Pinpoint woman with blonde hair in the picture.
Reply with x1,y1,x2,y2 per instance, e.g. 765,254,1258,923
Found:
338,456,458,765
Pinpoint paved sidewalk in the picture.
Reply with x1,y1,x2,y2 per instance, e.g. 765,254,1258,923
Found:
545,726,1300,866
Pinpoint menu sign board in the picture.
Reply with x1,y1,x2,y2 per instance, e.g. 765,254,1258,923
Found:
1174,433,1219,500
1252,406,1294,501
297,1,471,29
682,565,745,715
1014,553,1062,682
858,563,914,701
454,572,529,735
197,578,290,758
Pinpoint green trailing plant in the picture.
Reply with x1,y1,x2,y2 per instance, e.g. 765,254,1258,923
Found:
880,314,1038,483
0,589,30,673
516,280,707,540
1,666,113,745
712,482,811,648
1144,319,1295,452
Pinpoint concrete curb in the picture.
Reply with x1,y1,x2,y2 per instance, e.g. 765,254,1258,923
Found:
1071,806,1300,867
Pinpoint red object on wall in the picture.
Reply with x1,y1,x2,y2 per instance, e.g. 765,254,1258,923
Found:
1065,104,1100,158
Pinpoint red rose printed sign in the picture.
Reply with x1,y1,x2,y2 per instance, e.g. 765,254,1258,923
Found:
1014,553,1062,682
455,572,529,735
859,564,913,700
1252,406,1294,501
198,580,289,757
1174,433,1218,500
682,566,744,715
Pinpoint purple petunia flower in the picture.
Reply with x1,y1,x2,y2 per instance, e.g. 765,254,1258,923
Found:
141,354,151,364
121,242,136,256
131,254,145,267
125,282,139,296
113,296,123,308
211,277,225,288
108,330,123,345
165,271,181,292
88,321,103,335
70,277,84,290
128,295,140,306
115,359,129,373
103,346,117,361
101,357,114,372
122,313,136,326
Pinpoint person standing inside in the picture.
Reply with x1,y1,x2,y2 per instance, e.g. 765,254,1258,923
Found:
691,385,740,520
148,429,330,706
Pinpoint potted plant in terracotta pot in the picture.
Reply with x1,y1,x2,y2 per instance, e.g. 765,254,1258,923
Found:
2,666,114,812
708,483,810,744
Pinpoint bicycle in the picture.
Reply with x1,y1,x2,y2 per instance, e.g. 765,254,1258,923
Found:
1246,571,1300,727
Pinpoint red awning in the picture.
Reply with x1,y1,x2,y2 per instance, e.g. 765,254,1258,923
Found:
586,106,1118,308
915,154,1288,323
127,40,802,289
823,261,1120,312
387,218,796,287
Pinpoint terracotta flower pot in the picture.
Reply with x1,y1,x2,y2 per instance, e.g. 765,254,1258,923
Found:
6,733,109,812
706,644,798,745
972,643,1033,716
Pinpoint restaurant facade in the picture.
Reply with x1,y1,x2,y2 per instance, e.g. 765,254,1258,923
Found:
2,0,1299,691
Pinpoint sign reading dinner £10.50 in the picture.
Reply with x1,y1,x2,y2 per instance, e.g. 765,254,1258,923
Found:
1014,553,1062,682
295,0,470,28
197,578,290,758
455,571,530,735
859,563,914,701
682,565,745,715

--------------------

■ **WHAT THIS TASK INVOLVES**: Show the lines from the data above that contain the string "flower".

■ **RESULT BELOW**:
Pinpoint purple petunia flower in the picture.
Pinpoint terracotta flower pot in the picture.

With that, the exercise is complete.